----- Teks yang Diberikan -----

Minggu, 06 Juli 2025
Menu

Tiket Konser Akan Kena Cukai, Begini Kata Bea Cukai

Redaksi
Ilustrasi konser | Ist
Ilustrasi konser | Ist
Bagikan:

FORUM KEADILAN – Direktorat Jenderal Bea dan Cukai (DJBC) Kementerian Keuangan (Kemenkeu) buka suara terkait isu pemerintah yang berencana untuk mengenakan biaya cukai terhadap tiket konser.

Melalui sebuah unggahan di akun media sosial X @beacukaiRI, Jumat, 26/7/2024, Bea Cukai menyampaikan bahwa isu terkait kebijakan ekstensifikasi cukai tersebut disampaikan pada kuliah umum lingkup akademik. Namun, semua itu masih menunggu tanggapan dari sejumlah pihak.

“Faktanya, isu kebijakan ekstensifikasi cukai tersebut belum masuk kajian. Isu tersebut merupakan bahasan dalam kuliah umum di ruang lingkup akademik,” tulis Bea Cukai dalam unggahan tersebut.

Bea Cukai juga mengatakan bahwa pada dasarnya, kriteria barang yang dikenakan cukai adalah yang bersifat atau karakteristik konsumsinya perlu dikendalikan, peredarannya perlu diawasi, pemakaiannya yang dapat menimbulkan dampak negatif untuk masyarakat atau lingkungan hidup, atau pemakaiannya perlu pembebanan pungutan negara demi keadilan dan keseimbangan.

-----

:: Instruksi Anda ::
Tolong lanjutkan artikel tentang rencana cukai tiket konser di atas, dimulai tepat setelah kalimat terakhirnya.

----- Baris Data -----

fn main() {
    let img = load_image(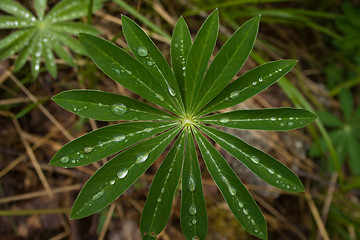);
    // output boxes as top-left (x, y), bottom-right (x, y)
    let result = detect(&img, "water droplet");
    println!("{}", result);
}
top-left (220, 118), bottom-right (229, 123)
top-left (92, 190), bottom-right (105, 201)
top-left (168, 87), bottom-right (176, 97)
top-left (136, 46), bottom-right (148, 57)
top-left (189, 203), bottom-right (196, 215)
top-left (110, 103), bottom-right (127, 116)
top-left (188, 176), bottom-right (196, 192)
top-left (250, 156), bottom-right (260, 164)
top-left (116, 168), bottom-right (129, 179)
top-left (60, 156), bottom-right (70, 163)
top-left (113, 135), bottom-right (125, 142)
top-left (228, 184), bottom-right (236, 196)
top-left (83, 147), bottom-right (95, 153)
top-left (230, 91), bottom-right (240, 99)
top-left (135, 153), bottom-right (149, 163)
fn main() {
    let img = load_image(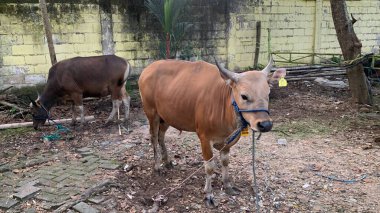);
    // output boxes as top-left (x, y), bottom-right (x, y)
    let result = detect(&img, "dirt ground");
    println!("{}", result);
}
top-left (0, 79), bottom-right (380, 212)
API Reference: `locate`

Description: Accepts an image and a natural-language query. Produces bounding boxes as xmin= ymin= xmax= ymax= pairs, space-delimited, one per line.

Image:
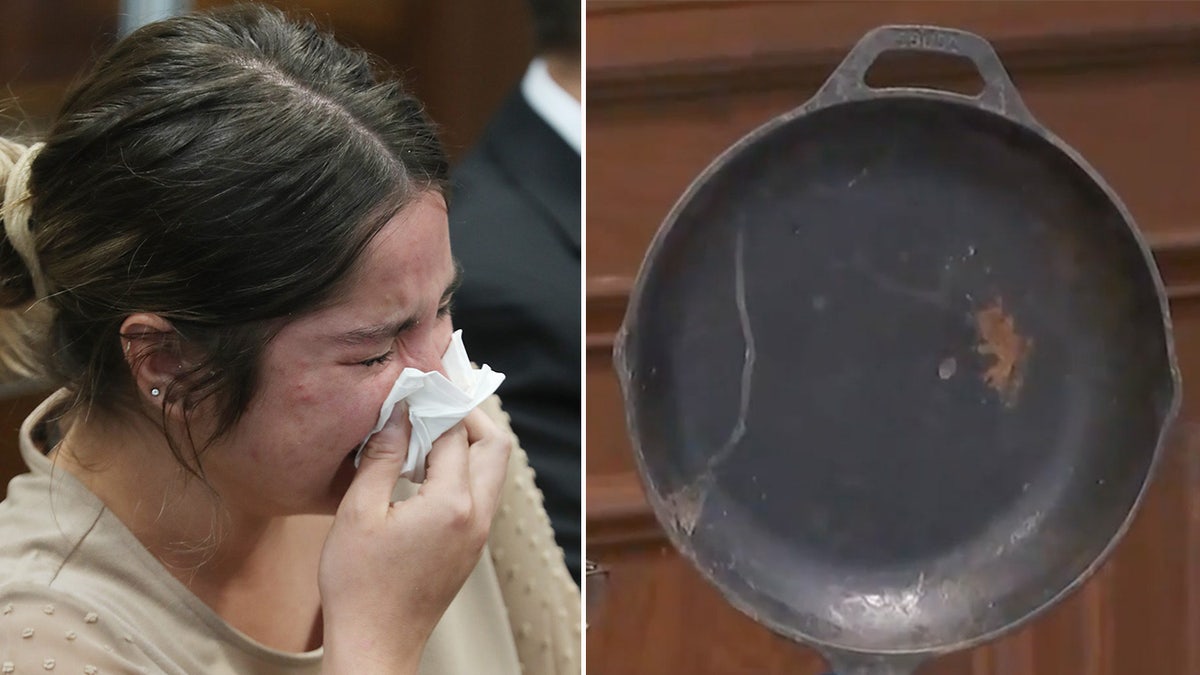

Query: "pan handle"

xmin=826 ymin=651 xmax=929 ymax=675
xmin=811 ymin=25 xmax=1034 ymax=124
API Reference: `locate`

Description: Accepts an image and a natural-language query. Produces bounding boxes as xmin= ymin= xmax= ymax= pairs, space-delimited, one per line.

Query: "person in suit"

xmin=450 ymin=0 xmax=583 ymax=583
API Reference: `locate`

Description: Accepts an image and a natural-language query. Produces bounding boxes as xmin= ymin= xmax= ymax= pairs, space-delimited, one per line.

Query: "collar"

xmin=521 ymin=58 xmax=583 ymax=154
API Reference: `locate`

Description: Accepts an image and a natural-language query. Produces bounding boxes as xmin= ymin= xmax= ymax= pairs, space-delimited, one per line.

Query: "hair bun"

xmin=0 ymin=138 xmax=47 ymax=306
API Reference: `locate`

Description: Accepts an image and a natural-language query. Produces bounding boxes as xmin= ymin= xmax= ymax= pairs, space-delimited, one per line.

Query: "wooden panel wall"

xmin=587 ymin=0 xmax=1200 ymax=675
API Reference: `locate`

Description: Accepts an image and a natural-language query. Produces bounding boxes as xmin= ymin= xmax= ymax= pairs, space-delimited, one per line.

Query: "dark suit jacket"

xmin=450 ymin=89 xmax=582 ymax=583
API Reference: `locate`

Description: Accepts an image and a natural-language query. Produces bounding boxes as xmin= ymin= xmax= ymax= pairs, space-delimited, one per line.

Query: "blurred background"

xmin=0 ymin=0 xmax=534 ymax=482
xmin=586 ymin=0 xmax=1200 ymax=675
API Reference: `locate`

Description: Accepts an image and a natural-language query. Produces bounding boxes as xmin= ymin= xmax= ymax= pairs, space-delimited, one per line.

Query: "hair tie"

xmin=0 ymin=143 xmax=47 ymax=300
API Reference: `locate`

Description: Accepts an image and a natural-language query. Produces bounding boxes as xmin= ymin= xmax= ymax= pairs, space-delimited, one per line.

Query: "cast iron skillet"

xmin=616 ymin=26 xmax=1181 ymax=675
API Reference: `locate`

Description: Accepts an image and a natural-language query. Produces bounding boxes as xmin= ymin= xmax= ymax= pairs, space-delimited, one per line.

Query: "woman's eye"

xmin=359 ymin=350 xmax=392 ymax=366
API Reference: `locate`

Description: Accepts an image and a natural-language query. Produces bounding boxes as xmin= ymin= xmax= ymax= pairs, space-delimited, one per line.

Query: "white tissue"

xmin=354 ymin=330 xmax=504 ymax=483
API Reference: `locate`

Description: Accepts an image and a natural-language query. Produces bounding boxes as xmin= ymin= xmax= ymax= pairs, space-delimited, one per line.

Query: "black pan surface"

xmin=617 ymin=23 xmax=1178 ymax=653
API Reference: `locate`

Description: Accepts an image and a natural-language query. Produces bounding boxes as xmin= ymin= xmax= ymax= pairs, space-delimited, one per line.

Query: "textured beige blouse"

xmin=0 ymin=392 xmax=581 ymax=675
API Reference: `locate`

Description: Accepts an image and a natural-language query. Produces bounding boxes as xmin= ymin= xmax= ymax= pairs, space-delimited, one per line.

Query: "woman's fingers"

xmin=342 ymin=405 xmax=413 ymax=512
xmin=463 ymin=408 xmax=512 ymax=511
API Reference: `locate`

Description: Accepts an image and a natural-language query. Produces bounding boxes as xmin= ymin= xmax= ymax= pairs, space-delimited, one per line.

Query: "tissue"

xmin=354 ymin=330 xmax=504 ymax=483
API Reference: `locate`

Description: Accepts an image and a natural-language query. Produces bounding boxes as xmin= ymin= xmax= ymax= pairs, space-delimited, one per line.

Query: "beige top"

xmin=0 ymin=392 xmax=581 ymax=675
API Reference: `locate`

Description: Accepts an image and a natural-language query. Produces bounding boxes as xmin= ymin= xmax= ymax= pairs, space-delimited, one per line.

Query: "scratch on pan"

xmin=974 ymin=298 xmax=1033 ymax=407
xmin=708 ymin=229 xmax=755 ymax=472
xmin=666 ymin=229 xmax=755 ymax=536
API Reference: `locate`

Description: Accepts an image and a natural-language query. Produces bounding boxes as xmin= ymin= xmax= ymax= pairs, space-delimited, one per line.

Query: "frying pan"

xmin=614 ymin=26 xmax=1181 ymax=675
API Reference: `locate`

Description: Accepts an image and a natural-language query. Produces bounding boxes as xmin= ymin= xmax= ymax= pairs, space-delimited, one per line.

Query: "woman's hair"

xmin=0 ymin=6 xmax=448 ymax=476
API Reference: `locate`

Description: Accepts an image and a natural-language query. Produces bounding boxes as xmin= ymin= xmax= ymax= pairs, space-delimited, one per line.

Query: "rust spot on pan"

xmin=666 ymin=479 xmax=708 ymax=537
xmin=974 ymin=298 xmax=1033 ymax=406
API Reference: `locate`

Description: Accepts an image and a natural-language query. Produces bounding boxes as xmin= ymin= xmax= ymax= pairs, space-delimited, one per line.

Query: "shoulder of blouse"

xmin=480 ymin=396 xmax=583 ymax=675
xmin=0 ymin=585 xmax=158 ymax=675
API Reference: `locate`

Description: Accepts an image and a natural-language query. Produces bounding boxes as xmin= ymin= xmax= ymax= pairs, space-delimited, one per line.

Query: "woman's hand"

xmin=319 ymin=406 xmax=511 ymax=675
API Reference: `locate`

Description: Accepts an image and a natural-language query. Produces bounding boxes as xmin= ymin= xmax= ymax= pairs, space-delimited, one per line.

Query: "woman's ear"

xmin=120 ymin=313 xmax=184 ymax=410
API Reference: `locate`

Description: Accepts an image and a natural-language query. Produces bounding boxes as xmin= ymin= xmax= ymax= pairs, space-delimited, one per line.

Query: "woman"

xmin=0 ymin=2 xmax=580 ymax=675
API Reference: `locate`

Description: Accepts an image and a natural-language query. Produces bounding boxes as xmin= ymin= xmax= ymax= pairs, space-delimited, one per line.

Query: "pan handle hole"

xmin=863 ymin=52 xmax=984 ymax=96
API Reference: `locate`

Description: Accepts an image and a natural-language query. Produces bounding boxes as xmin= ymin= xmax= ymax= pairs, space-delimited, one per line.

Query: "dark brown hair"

xmin=0 ymin=5 xmax=448 ymax=474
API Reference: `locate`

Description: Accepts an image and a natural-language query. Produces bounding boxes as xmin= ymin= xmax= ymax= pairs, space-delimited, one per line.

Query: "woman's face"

xmin=205 ymin=192 xmax=457 ymax=515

-----

:: Jawaban Latihan ::
Hal tersebut tercantum dalam Undang-Undang Nomor 39 Tahun 2007 tentang Perubahan atas Undang-Undang Nomor 11 Tahun 1995 tentang Cukai.

Hingga kini, barang yang dikenakan cukai baru ada tiga jenis, yaitu etil alkohol atau etanol, minuman mengandung etil alkohol (MMEA), dan hasil tembakau.

Sementara itu, untuk wacana tersebut masih dioptimalisasi melalui ekstensifikasi objek cukai. Prosesnya pun disebut sangat panjang dan perlu melalui banyak tahapan, termsuk mendengarkan aspirasi masyarakat.

“Prosesnya dimulai dari penyampaian rencana ekstensifikasi cukai ke DPR, penentuan target penerimaan dalam RAPBN bersama DPR, dan penyusunan peraturan pemerintah sebagai payung hukum pengaturan ekstensifikasi tersebut,” ungkap Direktur Komunikasi dan Bimbingan Penggung Jasa Bea Cukai, Nirwala Dwi Heriyanto dalam unggahan tersebut.

Selain itu, Bea Cuka juga masih sangat berhati-hati dalam menetapkan suatu barang sebagai barang kena cukai. Misalnya, pengenaan cukai terhadap MBDK dan plastik yang penerimaannya telah dituliskan dalam Anggaran Pendapatan dan Belanja Negara (APBN), tetapi belum diimplementasikan.

“Karena pemerintah sangat prudent dan betul-betul mempertimbangkan berbagai aspek seperti kondisi ekonomi masyarakat, nasional, industri, aspek kesehatan, lingkungan, dan lainnya. Kami akan mendengarkan aspirasi stakeholders, dalam hal ini DPR dan masyarakat luas,” jelasnya.

Sebelumnya, DJBC Kemenkeu tengah mempertimbangkan setidaknya delapan barang untuk masuk ke dalam produk yang dikenakan cukai. Produk-produk tersebut seperti rumah, makanan cepat saji, detergen, tisu, telepon pindat, monosodium glutamate (MSG) atau penguat rasa, batu bara, hingga tiket konser.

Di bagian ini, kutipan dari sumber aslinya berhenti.